(Job) In the stretch of entries from the start through the line containing "positive clicks: (384, 745) (678, 756)", switch every "positive clicks" to "foreground clicks" and give those lines again with nothing else changed.

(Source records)

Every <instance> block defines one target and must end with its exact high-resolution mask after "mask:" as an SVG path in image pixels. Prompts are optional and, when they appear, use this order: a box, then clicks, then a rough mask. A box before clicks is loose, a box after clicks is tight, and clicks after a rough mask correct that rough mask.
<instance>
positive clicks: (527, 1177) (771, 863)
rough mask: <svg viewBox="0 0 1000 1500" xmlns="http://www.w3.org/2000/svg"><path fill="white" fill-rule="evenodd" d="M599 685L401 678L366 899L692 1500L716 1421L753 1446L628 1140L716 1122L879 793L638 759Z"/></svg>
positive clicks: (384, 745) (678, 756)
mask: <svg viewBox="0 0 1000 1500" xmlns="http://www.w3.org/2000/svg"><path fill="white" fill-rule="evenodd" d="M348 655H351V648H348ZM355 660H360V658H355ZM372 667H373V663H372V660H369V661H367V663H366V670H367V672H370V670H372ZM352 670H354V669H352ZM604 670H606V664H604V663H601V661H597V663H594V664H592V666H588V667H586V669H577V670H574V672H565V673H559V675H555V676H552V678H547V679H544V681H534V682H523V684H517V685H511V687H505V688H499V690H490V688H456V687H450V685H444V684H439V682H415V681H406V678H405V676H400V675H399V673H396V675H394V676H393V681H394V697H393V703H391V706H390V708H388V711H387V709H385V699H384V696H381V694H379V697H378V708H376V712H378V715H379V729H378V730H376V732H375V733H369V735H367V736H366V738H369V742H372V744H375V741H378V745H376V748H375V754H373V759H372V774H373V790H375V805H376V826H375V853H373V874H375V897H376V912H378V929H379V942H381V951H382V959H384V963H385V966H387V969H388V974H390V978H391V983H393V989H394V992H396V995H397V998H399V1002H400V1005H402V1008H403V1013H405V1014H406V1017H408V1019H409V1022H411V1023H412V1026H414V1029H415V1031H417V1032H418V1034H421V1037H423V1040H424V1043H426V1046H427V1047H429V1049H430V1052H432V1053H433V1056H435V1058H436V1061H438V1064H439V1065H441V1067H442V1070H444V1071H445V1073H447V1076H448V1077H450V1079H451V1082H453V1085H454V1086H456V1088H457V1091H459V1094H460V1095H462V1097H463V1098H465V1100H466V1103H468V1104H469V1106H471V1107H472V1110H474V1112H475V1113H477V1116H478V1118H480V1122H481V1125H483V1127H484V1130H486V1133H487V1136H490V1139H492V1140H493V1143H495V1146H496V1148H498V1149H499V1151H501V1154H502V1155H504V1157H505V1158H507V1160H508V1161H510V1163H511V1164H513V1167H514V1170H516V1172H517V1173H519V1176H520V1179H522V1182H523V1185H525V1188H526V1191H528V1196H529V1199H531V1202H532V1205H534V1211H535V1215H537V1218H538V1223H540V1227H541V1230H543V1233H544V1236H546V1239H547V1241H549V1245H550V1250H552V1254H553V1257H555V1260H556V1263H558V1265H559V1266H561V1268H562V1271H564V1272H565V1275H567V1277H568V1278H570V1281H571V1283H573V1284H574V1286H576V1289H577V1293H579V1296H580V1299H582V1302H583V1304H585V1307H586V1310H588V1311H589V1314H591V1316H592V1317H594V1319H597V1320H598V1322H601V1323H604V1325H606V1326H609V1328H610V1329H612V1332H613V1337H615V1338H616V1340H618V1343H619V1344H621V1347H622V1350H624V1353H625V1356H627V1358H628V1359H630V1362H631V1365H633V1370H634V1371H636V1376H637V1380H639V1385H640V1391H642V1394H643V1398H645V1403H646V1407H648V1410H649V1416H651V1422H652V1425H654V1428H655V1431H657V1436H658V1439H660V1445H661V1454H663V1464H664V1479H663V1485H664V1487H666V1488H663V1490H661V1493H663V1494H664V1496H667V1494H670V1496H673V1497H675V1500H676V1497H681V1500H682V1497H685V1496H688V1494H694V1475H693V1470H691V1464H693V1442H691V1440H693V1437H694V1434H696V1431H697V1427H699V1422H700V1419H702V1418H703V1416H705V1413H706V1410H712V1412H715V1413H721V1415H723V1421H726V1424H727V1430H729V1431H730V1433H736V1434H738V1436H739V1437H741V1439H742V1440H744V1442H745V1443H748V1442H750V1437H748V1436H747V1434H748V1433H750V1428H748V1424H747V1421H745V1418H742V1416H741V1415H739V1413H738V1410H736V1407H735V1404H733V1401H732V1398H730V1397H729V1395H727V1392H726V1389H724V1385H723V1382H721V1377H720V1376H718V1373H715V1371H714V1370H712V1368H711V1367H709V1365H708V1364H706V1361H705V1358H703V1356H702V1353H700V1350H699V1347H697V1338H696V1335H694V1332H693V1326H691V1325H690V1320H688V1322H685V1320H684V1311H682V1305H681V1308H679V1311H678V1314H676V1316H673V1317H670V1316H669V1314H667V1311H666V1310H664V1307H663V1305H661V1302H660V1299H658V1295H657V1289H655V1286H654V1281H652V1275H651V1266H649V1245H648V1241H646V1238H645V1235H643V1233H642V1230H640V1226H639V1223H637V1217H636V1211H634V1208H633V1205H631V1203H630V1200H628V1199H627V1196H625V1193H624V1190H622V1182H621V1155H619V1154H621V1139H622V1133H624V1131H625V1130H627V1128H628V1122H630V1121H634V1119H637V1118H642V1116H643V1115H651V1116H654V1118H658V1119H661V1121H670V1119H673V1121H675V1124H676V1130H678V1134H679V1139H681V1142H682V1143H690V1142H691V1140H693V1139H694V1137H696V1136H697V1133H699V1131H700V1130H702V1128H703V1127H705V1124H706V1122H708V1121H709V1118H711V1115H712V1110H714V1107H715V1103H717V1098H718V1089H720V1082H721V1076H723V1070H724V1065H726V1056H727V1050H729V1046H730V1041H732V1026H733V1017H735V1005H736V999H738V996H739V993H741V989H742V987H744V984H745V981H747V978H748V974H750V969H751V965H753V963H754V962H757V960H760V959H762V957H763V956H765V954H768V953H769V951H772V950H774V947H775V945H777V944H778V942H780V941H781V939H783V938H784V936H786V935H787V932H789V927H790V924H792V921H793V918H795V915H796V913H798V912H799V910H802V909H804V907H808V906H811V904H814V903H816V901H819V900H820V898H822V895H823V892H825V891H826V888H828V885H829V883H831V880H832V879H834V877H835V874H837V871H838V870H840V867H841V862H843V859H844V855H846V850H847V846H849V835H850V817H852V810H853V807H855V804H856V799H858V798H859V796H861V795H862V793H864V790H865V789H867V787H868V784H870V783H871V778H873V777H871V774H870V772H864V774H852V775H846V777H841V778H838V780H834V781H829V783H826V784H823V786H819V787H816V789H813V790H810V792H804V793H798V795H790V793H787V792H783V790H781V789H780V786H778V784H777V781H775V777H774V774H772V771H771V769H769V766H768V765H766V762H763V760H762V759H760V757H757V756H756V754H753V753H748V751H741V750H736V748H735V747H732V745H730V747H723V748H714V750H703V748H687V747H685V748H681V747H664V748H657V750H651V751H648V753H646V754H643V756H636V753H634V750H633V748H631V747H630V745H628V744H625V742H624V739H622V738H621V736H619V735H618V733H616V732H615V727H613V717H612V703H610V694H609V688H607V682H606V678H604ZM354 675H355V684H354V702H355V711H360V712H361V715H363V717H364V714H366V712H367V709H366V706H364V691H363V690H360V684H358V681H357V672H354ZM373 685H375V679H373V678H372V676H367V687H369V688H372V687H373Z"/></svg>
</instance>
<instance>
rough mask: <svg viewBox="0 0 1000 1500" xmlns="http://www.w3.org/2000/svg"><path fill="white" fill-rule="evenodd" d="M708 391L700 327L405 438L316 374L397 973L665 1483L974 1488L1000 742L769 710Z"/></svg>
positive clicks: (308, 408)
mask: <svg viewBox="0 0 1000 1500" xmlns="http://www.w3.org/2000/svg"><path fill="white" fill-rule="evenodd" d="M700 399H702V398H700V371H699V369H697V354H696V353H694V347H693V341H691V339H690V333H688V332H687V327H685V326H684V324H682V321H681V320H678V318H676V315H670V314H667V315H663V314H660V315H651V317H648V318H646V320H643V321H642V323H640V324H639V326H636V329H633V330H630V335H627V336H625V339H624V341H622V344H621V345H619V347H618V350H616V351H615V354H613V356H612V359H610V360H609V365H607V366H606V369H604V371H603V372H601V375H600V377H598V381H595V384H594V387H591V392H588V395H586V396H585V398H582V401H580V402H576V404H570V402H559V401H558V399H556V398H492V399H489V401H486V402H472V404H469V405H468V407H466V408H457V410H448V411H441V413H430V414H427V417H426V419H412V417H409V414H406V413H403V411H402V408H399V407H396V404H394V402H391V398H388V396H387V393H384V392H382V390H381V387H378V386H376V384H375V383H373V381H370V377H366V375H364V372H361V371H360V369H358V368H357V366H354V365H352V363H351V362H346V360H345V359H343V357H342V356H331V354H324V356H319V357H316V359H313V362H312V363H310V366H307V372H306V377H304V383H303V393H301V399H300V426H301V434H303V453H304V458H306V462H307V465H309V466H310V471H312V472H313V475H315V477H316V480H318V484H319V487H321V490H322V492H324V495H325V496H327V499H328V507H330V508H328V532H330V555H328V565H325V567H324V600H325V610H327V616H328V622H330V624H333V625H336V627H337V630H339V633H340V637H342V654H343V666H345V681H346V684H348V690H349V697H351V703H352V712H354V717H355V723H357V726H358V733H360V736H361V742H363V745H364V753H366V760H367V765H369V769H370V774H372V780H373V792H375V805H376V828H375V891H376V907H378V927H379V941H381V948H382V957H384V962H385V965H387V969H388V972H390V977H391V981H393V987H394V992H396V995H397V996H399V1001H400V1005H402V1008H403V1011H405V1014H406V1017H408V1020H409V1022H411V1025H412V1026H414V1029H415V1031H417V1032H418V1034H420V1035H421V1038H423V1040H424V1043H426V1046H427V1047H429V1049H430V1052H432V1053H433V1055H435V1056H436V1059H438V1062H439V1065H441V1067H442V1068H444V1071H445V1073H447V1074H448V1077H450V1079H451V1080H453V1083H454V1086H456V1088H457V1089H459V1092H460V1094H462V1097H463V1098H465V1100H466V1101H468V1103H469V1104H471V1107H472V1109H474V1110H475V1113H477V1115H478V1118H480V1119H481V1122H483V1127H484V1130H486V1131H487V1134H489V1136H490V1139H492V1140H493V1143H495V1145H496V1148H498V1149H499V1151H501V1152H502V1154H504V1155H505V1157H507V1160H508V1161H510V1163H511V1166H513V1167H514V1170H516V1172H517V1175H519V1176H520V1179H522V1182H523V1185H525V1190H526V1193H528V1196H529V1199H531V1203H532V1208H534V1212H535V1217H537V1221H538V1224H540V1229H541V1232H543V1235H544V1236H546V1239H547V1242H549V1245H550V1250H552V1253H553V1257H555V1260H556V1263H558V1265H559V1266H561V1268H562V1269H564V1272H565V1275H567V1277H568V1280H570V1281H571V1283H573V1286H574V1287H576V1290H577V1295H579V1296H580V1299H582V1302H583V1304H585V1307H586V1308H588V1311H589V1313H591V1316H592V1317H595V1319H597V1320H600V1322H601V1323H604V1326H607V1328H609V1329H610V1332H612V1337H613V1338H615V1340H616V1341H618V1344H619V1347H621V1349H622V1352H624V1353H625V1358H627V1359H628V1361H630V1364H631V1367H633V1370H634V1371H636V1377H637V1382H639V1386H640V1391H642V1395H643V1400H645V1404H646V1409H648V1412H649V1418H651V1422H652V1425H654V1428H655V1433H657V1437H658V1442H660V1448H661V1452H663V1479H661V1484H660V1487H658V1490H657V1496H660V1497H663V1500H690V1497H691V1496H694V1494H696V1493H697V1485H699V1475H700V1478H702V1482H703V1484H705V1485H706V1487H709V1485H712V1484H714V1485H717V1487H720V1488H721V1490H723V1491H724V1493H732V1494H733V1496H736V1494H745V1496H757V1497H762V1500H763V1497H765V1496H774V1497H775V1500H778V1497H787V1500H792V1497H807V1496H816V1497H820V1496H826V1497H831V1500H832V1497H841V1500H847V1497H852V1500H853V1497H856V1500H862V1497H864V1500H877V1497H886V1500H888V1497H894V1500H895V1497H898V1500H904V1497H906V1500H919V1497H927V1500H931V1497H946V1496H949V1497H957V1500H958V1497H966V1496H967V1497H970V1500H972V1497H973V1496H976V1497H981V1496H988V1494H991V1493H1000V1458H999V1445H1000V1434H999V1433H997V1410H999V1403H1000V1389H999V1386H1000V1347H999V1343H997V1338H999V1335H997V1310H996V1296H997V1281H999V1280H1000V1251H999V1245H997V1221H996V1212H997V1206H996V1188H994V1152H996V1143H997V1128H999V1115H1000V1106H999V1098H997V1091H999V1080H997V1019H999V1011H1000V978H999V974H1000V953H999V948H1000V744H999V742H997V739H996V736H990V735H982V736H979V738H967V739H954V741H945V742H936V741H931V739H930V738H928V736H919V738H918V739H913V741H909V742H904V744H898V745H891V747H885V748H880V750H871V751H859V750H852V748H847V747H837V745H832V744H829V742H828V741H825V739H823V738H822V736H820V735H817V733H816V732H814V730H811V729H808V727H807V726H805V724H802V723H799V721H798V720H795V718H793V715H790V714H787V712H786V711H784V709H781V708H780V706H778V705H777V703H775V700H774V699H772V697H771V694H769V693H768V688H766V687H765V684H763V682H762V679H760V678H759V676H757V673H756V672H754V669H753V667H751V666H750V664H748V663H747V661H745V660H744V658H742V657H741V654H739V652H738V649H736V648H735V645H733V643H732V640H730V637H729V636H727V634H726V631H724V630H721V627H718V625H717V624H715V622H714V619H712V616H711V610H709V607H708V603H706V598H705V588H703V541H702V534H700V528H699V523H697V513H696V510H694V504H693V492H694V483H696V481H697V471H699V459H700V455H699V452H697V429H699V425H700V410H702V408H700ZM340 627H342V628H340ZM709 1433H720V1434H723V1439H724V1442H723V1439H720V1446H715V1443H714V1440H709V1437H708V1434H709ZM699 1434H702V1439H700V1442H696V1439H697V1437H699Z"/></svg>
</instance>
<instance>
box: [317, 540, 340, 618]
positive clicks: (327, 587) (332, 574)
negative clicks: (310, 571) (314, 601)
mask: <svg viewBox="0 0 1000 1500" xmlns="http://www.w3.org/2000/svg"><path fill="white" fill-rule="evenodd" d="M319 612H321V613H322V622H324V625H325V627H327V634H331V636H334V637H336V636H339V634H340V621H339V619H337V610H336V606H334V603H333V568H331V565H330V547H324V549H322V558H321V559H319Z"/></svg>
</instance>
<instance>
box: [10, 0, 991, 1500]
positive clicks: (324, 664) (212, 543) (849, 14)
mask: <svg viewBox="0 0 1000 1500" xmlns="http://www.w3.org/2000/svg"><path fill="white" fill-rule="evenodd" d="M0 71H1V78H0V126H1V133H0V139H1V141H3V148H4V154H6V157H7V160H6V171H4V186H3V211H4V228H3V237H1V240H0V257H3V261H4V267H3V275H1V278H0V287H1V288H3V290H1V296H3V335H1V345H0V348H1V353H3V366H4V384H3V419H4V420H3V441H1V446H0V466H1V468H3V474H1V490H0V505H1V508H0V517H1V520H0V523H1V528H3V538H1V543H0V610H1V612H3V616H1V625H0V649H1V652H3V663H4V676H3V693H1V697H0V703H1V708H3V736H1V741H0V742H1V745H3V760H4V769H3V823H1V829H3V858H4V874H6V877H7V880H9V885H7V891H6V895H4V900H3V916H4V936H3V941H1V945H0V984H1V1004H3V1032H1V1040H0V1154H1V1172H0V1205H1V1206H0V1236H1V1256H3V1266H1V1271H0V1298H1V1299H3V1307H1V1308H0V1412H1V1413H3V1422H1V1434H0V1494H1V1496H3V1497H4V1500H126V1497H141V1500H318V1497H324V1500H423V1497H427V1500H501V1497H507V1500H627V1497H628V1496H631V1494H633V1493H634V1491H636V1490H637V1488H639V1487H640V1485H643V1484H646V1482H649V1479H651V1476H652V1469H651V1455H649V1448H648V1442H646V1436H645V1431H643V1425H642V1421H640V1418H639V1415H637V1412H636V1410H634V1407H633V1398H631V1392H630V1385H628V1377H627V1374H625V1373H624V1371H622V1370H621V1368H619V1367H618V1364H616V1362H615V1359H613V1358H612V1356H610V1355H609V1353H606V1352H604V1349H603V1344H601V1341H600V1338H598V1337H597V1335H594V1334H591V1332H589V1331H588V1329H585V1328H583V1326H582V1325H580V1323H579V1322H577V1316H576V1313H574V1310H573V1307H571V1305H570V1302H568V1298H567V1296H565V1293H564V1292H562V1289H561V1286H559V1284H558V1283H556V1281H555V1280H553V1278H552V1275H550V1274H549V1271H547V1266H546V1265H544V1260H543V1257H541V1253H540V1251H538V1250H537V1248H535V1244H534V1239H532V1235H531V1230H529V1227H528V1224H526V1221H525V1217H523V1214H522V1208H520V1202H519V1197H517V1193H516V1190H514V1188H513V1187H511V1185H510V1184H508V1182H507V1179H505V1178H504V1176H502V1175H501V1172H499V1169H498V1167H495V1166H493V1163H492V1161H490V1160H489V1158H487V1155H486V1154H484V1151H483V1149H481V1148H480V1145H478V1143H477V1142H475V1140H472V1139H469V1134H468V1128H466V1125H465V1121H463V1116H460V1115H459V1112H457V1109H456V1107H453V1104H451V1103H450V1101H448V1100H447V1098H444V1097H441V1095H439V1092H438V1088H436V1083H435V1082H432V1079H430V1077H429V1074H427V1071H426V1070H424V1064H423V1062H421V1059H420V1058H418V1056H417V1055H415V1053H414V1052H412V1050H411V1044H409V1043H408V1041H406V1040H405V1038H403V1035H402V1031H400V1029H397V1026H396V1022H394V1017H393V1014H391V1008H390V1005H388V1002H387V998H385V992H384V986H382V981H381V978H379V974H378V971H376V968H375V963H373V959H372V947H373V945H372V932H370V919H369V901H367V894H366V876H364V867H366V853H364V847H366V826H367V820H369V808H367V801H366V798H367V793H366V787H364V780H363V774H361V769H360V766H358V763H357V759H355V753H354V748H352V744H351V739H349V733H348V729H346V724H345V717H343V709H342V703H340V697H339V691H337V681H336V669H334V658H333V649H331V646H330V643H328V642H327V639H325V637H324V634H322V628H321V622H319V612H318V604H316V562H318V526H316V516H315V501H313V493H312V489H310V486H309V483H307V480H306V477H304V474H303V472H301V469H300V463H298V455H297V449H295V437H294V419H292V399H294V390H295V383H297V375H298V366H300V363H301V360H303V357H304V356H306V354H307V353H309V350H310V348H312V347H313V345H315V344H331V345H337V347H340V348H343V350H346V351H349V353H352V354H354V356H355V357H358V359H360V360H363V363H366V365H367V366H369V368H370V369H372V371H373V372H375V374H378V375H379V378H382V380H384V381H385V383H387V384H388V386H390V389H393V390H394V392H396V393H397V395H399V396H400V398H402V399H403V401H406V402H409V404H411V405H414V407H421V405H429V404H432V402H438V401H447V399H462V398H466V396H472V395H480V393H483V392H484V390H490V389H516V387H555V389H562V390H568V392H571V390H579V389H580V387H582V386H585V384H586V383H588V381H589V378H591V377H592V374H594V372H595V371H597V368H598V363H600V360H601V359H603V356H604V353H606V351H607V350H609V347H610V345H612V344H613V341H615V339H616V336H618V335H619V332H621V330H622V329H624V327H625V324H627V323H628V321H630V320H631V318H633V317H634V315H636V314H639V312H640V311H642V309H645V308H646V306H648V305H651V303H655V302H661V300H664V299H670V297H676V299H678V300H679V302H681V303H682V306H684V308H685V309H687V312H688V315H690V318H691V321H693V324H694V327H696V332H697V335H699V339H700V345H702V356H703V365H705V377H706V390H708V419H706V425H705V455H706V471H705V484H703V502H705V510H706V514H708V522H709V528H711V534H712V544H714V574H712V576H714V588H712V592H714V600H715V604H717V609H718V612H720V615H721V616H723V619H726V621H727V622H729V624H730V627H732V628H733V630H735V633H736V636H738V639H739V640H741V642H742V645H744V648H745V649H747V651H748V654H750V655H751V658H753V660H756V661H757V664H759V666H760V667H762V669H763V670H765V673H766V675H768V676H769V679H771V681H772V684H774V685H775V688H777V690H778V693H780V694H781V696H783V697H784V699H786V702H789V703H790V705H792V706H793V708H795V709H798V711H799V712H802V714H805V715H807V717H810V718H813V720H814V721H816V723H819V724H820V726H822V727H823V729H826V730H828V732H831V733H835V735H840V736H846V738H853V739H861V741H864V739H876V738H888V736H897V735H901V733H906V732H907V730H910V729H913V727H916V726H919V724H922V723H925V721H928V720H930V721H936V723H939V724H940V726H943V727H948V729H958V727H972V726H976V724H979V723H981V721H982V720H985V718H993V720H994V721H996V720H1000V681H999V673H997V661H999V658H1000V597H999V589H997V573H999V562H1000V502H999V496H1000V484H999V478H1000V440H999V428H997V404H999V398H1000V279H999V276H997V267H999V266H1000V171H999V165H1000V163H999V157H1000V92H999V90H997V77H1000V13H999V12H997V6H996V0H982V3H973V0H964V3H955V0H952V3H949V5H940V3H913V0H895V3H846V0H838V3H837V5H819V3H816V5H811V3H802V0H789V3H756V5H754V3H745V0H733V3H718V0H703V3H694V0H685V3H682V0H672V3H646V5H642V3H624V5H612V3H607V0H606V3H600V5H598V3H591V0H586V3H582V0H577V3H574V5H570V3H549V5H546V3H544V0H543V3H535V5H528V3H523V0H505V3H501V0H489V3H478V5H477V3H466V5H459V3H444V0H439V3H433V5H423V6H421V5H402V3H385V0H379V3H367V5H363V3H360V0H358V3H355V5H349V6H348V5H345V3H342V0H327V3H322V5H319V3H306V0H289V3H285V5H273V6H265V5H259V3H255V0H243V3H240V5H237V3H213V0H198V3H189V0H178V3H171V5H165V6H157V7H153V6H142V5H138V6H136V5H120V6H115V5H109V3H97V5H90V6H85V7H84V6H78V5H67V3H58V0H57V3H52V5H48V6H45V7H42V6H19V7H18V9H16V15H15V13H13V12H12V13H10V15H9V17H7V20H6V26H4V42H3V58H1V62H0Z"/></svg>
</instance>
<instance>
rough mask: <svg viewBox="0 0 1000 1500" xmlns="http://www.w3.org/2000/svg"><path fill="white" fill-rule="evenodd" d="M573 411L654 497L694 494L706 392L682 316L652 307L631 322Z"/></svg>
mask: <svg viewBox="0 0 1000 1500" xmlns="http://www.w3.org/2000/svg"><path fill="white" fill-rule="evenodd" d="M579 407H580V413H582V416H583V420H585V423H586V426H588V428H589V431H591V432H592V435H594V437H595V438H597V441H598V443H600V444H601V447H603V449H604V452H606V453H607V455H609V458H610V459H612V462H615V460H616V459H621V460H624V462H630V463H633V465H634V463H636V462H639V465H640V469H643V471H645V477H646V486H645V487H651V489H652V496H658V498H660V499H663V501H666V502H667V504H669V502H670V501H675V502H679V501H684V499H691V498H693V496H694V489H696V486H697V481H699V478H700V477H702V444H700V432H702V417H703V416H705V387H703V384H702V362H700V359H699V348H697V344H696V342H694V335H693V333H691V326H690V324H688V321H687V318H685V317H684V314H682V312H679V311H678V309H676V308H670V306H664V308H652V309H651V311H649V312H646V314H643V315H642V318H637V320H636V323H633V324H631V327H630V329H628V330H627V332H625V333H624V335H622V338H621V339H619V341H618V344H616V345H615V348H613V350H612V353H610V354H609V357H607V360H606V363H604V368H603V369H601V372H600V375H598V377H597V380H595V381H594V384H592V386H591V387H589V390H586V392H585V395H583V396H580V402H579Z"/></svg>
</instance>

(Answer to this task)
Every <instance> block defines one target and must end with its exact high-resolution mask after "mask:" as an SVG path in image pixels. Prompts are optional and, when they appear, use this order: a box, then clicks, then a rough mask. A box before clicks is loose, a box after clicks is tight, and clicks after a rough mask correct that rough mask.
<instance>
foreground clicks: (527, 1177) (771, 863)
rough mask: <svg viewBox="0 0 1000 1500" xmlns="http://www.w3.org/2000/svg"><path fill="white" fill-rule="evenodd" d="M599 685L401 678L366 899L692 1500L716 1421L753 1446L628 1140L716 1122L879 793L638 759Z"/></svg>
foreground clicks: (384, 745) (678, 756)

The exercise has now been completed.